Instruction:
Can you rewrite the records below as a two-column CSV with the header text,answer and one row for each text paired with its answer, with every field in double quotes and line breaks replaced by spaces? Leave the pictures out.

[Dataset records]
------
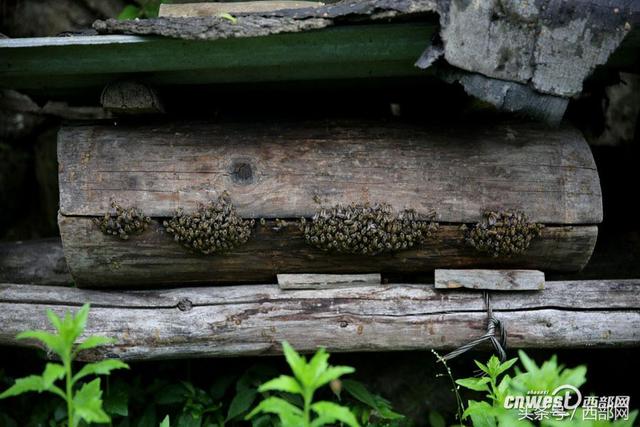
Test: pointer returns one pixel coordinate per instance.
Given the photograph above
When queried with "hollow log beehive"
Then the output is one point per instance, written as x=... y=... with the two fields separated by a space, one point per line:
x=286 y=171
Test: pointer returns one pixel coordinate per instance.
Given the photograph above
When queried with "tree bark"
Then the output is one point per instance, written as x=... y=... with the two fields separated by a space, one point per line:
x=254 y=319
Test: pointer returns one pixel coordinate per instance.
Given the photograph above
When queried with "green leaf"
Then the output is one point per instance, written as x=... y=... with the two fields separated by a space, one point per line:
x=288 y=414
x=329 y=412
x=318 y=364
x=129 y=12
x=88 y=403
x=481 y=414
x=296 y=362
x=331 y=373
x=477 y=384
x=436 y=420
x=52 y=373
x=241 y=403
x=103 y=367
x=116 y=401
x=282 y=383
x=24 y=385
x=94 y=341
x=529 y=365
x=506 y=365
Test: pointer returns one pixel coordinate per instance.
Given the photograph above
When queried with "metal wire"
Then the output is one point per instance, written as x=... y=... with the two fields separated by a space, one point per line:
x=494 y=327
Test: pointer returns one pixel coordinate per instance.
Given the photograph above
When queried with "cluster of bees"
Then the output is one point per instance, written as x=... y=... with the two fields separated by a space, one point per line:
x=365 y=229
x=213 y=228
x=353 y=229
x=503 y=233
x=122 y=222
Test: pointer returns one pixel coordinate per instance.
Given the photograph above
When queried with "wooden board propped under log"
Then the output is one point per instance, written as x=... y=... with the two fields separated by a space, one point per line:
x=254 y=319
x=494 y=280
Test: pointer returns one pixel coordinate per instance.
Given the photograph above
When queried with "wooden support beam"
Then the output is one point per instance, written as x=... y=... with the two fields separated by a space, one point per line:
x=67 y=64
x=327 y=281
x=37 y=262
x=494 y=280
x=254 y=319
x=190 y=10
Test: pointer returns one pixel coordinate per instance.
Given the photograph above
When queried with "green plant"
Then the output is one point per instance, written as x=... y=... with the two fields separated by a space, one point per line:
x=498 y=384
x=308 y=378
x=83 y=399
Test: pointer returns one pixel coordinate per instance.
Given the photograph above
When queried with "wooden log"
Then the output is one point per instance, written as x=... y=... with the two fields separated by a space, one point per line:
x=280 y=170
x=291 y=170
x=327 y=281
x=190 y=10
x=254 y=319
x=494 y=280
x=154 y=259
x=37 y=262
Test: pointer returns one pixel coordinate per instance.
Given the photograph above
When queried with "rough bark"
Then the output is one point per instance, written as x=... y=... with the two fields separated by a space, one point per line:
x=254 y=319
x=154 y=259
x=290 y=170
------
Response for this exercise:
text,answer
"Test: pointer returns one pixel coordinate per instance. Given the photograph above When queried with ""hollow log beehive"" Then the output is one point per instance, written as x=... y=... with the two fields separated by a space, one point per line:","x=286 y=171"
"Test: pointer returns one pixel coordinate per instance. Given the photograph above When queried with ""tree bark"" Then the output is one point per instance, written as x=... y=... with the two fields separated by a space, one point per line:","x=254 y=319"
"Test: pointer returns one pixel coordinate per instance. Given the photograph above When queried with ""green leaf"" Then the output is one point per instance, written as x=... y=... with the two fields separated by a space, one point per line:","x=288 y=414 x=329 y=412 x=318 y=364 x=129 y=12 x=88 y=403 x=481 y=414 x=296 y=362 x=331 y=373 x=477 y=384 x=436 y=420 x=52 y=373 x=241 y=403 x=103 y=367 x=116 y=401 x=282 y=383 x=24 y=385 x=94 y=341 x=529 y=365 x=506 y=365"
"Test: pointer returns one pixel coordinate per instance. Given the photograph above When queried with ""metal wire"" Then the output is one point per instance, written as x=... y=... with the two fields separated by a space, one point per line:","x=494 y=327"
"Test: pointer returns one pixel coordinate per instance. Given the photograph above When queried with ""cluster of bees"" Then the output is one point per instance, written as x=... y=... with the two fields separated by a space, one point per line:","x=365 y=229 x=213 y=228 x=353 y=229 x=503 y=233 x=122 y=222"
"Test: pointer returns one pixel coordinate per instance. Given the photograph above When queried with ""wooden board propped under log"" Then the output is one point per instance, written as x=... y=... with the two fields separated by a space, one point per line:","x=254 y=319 x=494 y=280"
"Test: pointer returns one pixel coordinate per instance. Given the photograph above When queried with ""wooden support beam"" Then the output is one point per instance, written as x=... y=... with the two fields separated by a space, one point per line:","x=67 y=64 x=327 y=281 x=37 y=262 x=494 y=280 x=254 y=319 x=190 y=10"
"Test: pointer returns one pixel coordinate per instance. Given the photograph above When queried with ""green plant"" Then the output is one point per instance, written as x=... y=... with the two fields separated by a space, one point per line:","x=498 y=384 x=308 y=378 x=83 y=399"
"Test: pointer returns one pixel coordinate per instance. Given the photograph above When queried with ""wooden log"" Then the output is one point per instance, written as x=... y=... with the two fields separated by a space, one point per line:","x=280 y=170 x=291 y=170 x=327 y=281 x=190 y=10 x=254 y=319 x=494 y=280 x=154 y=259 x=37 y=262"
"Test: pointer returns one pixel coordinate per instance. Given the photograph above When queried with ""rough bark"" Then the output is one point per instance, written as x=... y=... with the two fields separated by a space, one point per line:","x=254 y=319 x=154 y=259 x=290 y=170"